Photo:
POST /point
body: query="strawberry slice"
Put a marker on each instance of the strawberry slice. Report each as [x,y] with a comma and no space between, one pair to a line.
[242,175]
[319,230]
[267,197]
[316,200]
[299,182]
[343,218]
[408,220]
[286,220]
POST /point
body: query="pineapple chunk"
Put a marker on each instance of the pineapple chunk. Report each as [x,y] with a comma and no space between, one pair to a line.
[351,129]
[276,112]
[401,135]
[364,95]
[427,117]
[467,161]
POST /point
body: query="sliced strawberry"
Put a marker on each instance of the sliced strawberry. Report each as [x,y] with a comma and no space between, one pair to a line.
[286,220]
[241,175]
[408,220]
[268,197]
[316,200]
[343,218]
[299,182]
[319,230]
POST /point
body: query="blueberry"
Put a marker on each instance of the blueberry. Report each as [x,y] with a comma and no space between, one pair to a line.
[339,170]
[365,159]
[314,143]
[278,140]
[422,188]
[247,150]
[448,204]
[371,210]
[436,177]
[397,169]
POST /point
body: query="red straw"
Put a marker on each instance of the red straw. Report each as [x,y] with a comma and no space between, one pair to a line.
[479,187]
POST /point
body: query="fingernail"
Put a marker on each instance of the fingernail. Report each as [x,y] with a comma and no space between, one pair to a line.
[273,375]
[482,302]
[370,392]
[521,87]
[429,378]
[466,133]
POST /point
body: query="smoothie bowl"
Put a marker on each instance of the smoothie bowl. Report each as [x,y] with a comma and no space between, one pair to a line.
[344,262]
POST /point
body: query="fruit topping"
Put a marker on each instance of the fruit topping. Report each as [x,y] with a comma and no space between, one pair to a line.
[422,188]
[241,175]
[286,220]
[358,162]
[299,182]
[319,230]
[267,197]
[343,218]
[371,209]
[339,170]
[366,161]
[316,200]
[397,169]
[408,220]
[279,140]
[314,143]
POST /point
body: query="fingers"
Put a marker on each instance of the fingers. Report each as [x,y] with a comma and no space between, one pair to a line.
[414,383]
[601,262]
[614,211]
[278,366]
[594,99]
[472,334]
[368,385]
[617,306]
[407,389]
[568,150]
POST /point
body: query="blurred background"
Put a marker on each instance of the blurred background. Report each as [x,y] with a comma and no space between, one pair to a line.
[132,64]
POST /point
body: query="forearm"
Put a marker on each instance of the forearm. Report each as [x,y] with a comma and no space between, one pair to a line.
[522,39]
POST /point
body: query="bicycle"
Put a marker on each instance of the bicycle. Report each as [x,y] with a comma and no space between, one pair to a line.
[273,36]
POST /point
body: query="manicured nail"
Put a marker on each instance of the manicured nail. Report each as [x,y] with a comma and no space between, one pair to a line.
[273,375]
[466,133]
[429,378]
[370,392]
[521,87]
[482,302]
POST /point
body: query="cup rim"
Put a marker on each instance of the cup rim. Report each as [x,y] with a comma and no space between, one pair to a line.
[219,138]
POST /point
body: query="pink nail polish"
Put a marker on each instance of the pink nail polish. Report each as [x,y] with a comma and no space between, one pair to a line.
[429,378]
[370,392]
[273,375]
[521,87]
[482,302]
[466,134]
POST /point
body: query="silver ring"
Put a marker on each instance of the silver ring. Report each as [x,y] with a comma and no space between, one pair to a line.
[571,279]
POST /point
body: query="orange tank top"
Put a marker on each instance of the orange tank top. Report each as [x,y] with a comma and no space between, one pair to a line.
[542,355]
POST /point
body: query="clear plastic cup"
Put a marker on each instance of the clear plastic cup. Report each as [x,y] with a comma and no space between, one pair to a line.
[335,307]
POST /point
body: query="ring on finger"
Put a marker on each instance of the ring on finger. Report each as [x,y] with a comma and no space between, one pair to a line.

§

Assigned task:
From the first entry above to the last, repeat everything exactly.

Reply:
Photo:
POST /point
body: query="strawberry slice"
Put a marker on each instance of the strawberry slice. Report each as [x,y] with a comma and no space between, one pair to a line.
[242,175]
[319,230]
[267,197]
[316,200]
[299,182]
[343,218]
[408,220]
[286,220]
POST /point
body: query="pineapple chunk"
Put a marker on each instance of the pineapple chunk. Report each as [x,y] with a comma and no space between, one pair to a line.
[351,129]
[276,112]
[401,135]
[364,95]
[427,117]
[467,161]
POST /point
body: query="sliced strawberry"
Put a marker on each instance of the sliced strawberry. Report each as [x,y] with a comma and no space between, one pair to a line.
[286,220]
[241,175]
[408,220]
[268,197]
[316,200]
[343,218]
[299,182]
[319,230]
POST /point
body: query="blueberry"
Put a marker on each instance of the blueberry. Report each as [x,y] with a comma and no space between, one pair to a line.
[339,170]
[365,159]
[314,143]
[278,140]
[422,188]
[247,150]
[448,204]
[371,210]
[436,177]
[397,169]
POST /point
body: query="red straw"
Put a marker on each instance of the red straw. Report each as [x,y] with a comma and no space between, one pair to a line.
[479,187]
POST /point
body: query="fingernail"
Put a marker on each instance of the fingernail. Report each as [x,y] with a comma and no space between, one pair to a line.
[273,375]
[482,302]
[370,392]
[521,87]
[429,378]
[466,133]
POST /point
body: query="smoothie bowl"
Put a marker on each instance of the smoothie bowl. Report each as [x,y] with a comma and no space between, one pair to a line.
[344,262]
POST /point
body: query="fruit topping"
Put a marker on each instance of the fruit topping. Report each as [x,y] with a comma and no space between, one pair to a line.
[422,188]
[241,175]
[286,220]
[358,162]
[299,182]
[319,230]
[267,197]
[343,218]
[371,209]
[339,170]
[366,161]
[316,200]
[397,169]
[408,220]
[279,140]
[314,143]
POST /point
body: query="fingers"
Put a marker on each instance of the fingers. Report each as [x,y] with a comma and no space between, one pair to a line.
[414,383]
[601,262]
[614,211]
[278,366]
[594,99]
[472,334]
[368,385]
[617,306]
[407,389]
[568,150]
POST /point
body: query="blurred background"
Put a marker on each instance of the blurred background. Report each as [x,y] with a comma and no space between, one pair to a line.
[132,64]
POST /point
body: query="forearm"
Put a marker on each instance of the forearm. Report each as [x,y] with a comma and no space between, one pair to a line.
[522,39]
POST /point
body: query="bicycle"
Put a marker on each instance of the bicycle. Report each as [x,y] with a comma and no space between, one pair to a line.
[273,36]
POST /point
body: query="manicured nail"
Put a marker on each instance of the manicured nail. Report each as [x,y] with a comma and no space between, one pair to a line.
[273,375]
[466,133]
[429,378]
[370,392]
[521,87]
[482,302]
POST /point
body: query="cup rim"
Put a marker on each instance of the cup rim. Report each as [x,y] with a comma and no space between, one pair to a line.
[219,138]
POST /point
body: query="pink nail polish"
Put a marker on each instance of the pink nail polish. Report each as [x,y] with a comma and no space between, one pair to a line.
[429,378]
[370,392]
[273,375]
[521,87]
[482,302]
[466,134]
POST /point
body: query="silver ring"
Put a marker on each instance of the silver ring. Report each as [x,y] with a comma and no space between, one pair to a line.
[571,279]
POST /point
body: query="orange tank top"
Put a marker on each instance of the orange tank top. Report each as [x,y] with a comma and no space between, one pair to a line.
[542,355]
POST /point
body: query="clear plastic cup"
Put a marker on each instance of the clear plastic cup. Report each as [x,y] with a comma and no space between, one pair to a line.
[335,307]
POST /point
body: query="ring on finger"
Put a marker on each instance of the ring on finger. Report each as [x,y] with a comma and no space between, one pair to a line.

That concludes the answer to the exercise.